Document text:
++++++++

THE
MEDIA SITUATION IN SERBIA AFTER OCTOBER 5, 2000
by
ANEM Legal Department and Media Monitoring Agency
a brief summary
1.
INTRODUCTION
The
“democratic revolution” on October 5, 2000, fundamentally changed
the media scene in Serbia. The large state-run and state-connected
media which were once the main propaganda tools for the Milosevic
regime suddenly opened their programs to the presentation of different
political options. Opposition leaders and NGO activists who had
been denied access to those media before October 5 began appearing
daily on various programs. This gave rise to the hope that the
overall media picture in Serbia would rapidly improve with the
end of the period of rigid political control and that it would
soon reach the level seen in other countries in transition. Unfortunately,
two months after substantial democratic changes began, it seems
that the vision of a rapid and successful media transition was
too optimistic and that the depth of the inherited problems in
most broadcast state-run and state-connected media was such that
rapid and substantial transformation was impossible.
2.
THE REGULATORY FRAMEWORK AND TRENDS
It
must be noted that the regulatory framework, in other words the
legal regulations governing broadcast media have not changed at
all since October 5. The reasons are very practical and come
down to political problems related to the establishment of a federal
government and a transitional government in Serbia, with the Parliament
dissolved.
First
of all, the Public Information Act is still in effect in Serbia.

++++++++

Supplied records:
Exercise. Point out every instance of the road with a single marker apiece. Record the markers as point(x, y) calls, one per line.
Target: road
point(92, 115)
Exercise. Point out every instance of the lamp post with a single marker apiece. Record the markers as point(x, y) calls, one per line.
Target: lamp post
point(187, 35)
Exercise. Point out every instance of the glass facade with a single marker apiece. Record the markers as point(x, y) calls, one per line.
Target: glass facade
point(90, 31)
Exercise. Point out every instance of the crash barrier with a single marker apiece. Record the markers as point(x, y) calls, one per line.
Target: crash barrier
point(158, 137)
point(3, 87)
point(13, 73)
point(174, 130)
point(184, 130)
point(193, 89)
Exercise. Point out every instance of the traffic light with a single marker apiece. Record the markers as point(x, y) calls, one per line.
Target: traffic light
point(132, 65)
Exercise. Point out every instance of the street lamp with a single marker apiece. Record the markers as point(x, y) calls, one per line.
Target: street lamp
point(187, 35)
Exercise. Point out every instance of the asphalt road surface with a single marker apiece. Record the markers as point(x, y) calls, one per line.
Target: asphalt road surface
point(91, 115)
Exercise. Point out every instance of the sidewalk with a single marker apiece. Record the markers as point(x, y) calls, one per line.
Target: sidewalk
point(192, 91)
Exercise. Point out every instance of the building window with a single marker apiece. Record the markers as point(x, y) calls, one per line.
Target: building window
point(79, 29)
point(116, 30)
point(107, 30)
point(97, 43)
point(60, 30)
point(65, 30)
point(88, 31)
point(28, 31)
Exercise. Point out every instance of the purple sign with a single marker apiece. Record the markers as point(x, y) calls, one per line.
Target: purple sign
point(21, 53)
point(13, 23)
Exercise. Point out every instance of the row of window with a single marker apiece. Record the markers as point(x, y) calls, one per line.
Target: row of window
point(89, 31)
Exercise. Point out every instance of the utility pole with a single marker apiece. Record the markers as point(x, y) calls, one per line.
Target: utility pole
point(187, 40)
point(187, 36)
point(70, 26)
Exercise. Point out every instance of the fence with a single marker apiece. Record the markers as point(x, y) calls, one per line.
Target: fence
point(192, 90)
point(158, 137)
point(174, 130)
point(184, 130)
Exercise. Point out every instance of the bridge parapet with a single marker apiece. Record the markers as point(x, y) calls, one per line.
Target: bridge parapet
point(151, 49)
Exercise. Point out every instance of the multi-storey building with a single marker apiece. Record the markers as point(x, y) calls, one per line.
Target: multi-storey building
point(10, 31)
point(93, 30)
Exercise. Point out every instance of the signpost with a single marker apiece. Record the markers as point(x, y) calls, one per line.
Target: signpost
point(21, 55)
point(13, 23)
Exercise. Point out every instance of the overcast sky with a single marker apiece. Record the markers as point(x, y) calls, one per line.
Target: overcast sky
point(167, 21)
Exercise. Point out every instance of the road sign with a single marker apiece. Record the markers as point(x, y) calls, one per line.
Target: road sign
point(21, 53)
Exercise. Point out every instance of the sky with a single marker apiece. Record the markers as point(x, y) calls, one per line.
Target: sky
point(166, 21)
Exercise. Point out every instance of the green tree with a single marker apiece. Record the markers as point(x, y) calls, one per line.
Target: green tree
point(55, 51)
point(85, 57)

++++++++

Tasks to perform:
- 1) Reproduce, word for word, the passage from the text on the media situation in Serbia that opens with the words containing "THE REGULATORY FRAMEWORK AND" and closes with "effect in Serbia.".
- 2) Translate this sentence from the text on the media situation in Serbia into Spanish: "The reasons are very practical and come down to political problems related to the establishment of a federal government and a transitional government in Serbia, with the Parliament dissolved."
- 3) According to the text on the media situation in Serbia, which act is still in effect in Serbia?

Responses by task:
- 1)
THE REGULATORY FRAMEWORK AND TRENDS
It
must be noted that the regulatory framework, in other words the
legal regulations governing broadcast media have not changed at
all since October 5. The reasons are very practical and come
down to political problems related to the establishment of a federal
government and a transitional government in Serbia, with the Parliament
dissolved.
First
of all, the Public Information Act is still in effect in Serbia.

- 2) Las razones son muy prácticas y se reducen a problemas políticos relacionados con el establecimiento de un gobierno federal y un gobierno de transición en Serbia, con el Parlamento disuelto.

- 3) The Public Information Act.